START Information

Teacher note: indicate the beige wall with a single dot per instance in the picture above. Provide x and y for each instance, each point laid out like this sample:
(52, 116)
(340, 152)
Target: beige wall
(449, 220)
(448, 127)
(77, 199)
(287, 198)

END Information

**Your objective:** Make sure every record is repeated exactly.

**Answer for the task:**
Teacher note: indicate the beige wall with a single dot per instance in the picture above. Provide x and y for each instance, each point laid out like this sample:
(52, 116)
(340, 152)
Target: beige wall
(449, 220)
(448, 127)
(77, 199)
(287, 198)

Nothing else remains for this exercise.